Short task a → In the Iraq inspections excerpt, what does it propose doing to the number of inspectors?

Document excerpt →

[start]

In any case, it must be
clear that in the context of such an option, the United Nations will
have to be at the center of the action to guarantee Iraq’s unity,
ensure the region’s stability, protect civilians and preserve the
unity of the world community.
3 – For now the
inspections regime, favored by resolution 1441, must be strengthened
since it has not been explored to the end. Use of force can only be a
final recourse. Why go to war if there still exists an unused space in
Consistent with the
logic of this resolution, we must therefore move on to a new stage and
further strengthen the inspections. With the choice between military
intervention and an inspections regime that is inadequate for lack of
cooperation on Iraq’s part, we must choose to strengthen decisively
the means of inspection.
To do this, we must
define with Mr. Blix and Dr. ElBaradei the requisite tools for
increasing their operational capabilities:
- Let us double or
triple the number of inspectors and open up more regional offices. Let
us go further: Why not establish a specialized body to keep under
surveillance the sites and areas already inspected?

[end]

Provided material →

[start]

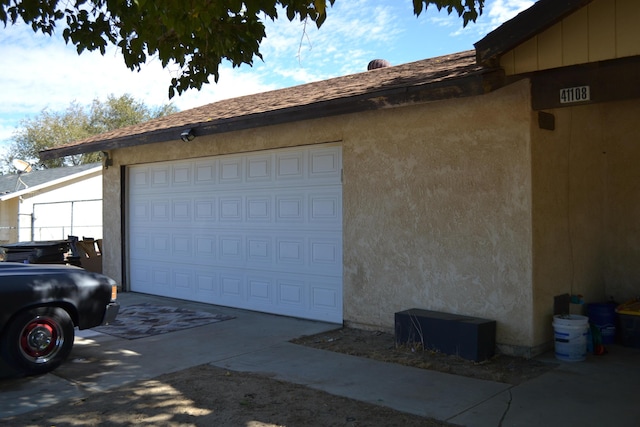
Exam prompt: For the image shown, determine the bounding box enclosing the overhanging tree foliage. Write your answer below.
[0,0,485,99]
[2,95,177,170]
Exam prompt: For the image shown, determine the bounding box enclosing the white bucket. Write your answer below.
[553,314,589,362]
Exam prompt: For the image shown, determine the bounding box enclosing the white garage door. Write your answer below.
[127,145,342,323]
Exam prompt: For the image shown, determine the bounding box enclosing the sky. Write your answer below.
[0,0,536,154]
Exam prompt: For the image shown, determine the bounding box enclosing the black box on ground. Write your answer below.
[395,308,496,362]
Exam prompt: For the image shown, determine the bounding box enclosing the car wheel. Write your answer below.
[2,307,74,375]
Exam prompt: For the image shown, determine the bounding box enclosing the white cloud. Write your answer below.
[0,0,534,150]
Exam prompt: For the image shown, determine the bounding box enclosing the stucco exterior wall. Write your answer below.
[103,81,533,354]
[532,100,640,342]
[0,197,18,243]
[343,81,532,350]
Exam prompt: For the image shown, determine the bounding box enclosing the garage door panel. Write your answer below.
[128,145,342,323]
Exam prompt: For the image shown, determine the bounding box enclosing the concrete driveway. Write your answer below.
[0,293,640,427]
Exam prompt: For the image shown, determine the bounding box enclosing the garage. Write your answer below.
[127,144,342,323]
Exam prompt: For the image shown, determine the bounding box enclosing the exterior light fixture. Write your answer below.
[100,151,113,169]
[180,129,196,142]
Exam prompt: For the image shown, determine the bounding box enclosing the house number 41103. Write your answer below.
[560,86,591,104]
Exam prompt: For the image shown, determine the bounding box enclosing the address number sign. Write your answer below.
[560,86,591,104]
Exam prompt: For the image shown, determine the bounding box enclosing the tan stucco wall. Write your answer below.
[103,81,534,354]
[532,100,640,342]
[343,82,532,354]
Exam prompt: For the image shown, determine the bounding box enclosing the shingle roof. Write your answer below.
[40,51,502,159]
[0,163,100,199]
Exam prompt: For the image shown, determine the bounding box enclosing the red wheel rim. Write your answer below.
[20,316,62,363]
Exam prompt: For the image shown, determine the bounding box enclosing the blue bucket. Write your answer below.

[end]

Short task b → Write out the listing again, beginning at its first line and going on through the line with "[395,308,496,362]", adding 139 to every bounding-box coordinate. Leave the picture out of your answer.

Written solution a → Doubling or tripling it.

Written solution b →
Exam prompt: For the image shown, determine the bounding box enclosing the overhanging tree foliage. Write your answer below.
[139,139,624,238]
[141,234,316,309]
Exam prompt: For the image shown, determine the bounding box enclosing the white bucket. Write your answer below.
[692,453,728,501]
Exam prompt: For the image shown, determine the bounding box enclosing the white garage door. Write your answer below.
[266,284,481,462]
Exam prompt: For the image shown, determine the bounding box enclosing the sky. Write your answer below.
[139,139,675,293]
Exam prompt: For the image shown, determine the bounding box enclosing the black box on ground. Write your answer below.
[534,447,635,501]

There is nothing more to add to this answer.